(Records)
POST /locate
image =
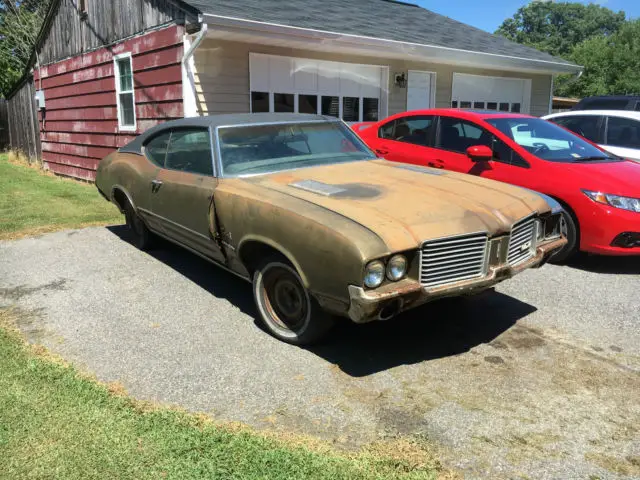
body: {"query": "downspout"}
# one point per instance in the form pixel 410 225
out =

■ **Problem requirements**:
Update every item above by changing "downspout" to "rain gutter" and leaving all other text as it is. Omit the pictures from your answer.

■ **Exercise solution**:
POST /locate
image =
body: {"query": "rain gutter"}
# one point per instance in the form pixel 410 225
out =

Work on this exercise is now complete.